**Exercise brief:**
Return the lines of the records below as a numbered list, skipping blank lines and leaving out the pictures.

**Dataset rows:**
^^^^^^^^

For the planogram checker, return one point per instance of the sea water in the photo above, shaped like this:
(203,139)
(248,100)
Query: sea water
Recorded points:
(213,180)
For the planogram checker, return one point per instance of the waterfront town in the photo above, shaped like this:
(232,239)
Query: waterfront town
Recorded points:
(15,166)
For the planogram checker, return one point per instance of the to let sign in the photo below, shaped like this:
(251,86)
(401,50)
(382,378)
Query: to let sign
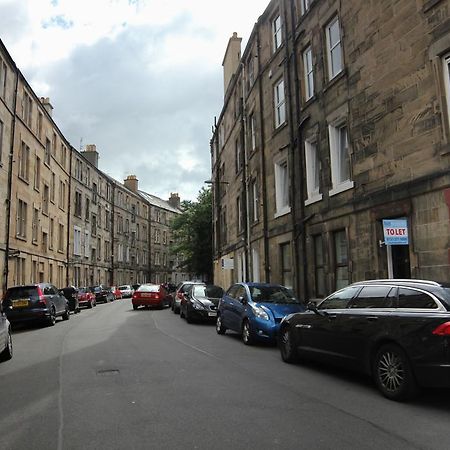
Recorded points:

^^^^^^^^

**Result of this exercise:**
1. For the planogram checker, return one point per instance of the sea water in the photo above, shaped like this:
2. (203,139)
3. (248,100)
4. Query: sea water
5. Recorded points:
6. (213,180)
7. For the planogram checker, return one point per instance of the waterfront town in the photo above, shaped like this:
8. (232,239)
9. Query: waterfront town
10. Recorded points:
11. (15,166)
12. For the planogram checker, return one point per instance of the to let sign in the photo below, shaped like this:
13. (251,86)
14. (401,50)
15. (382,378)
16. Query: to let sign
17. Recorded points:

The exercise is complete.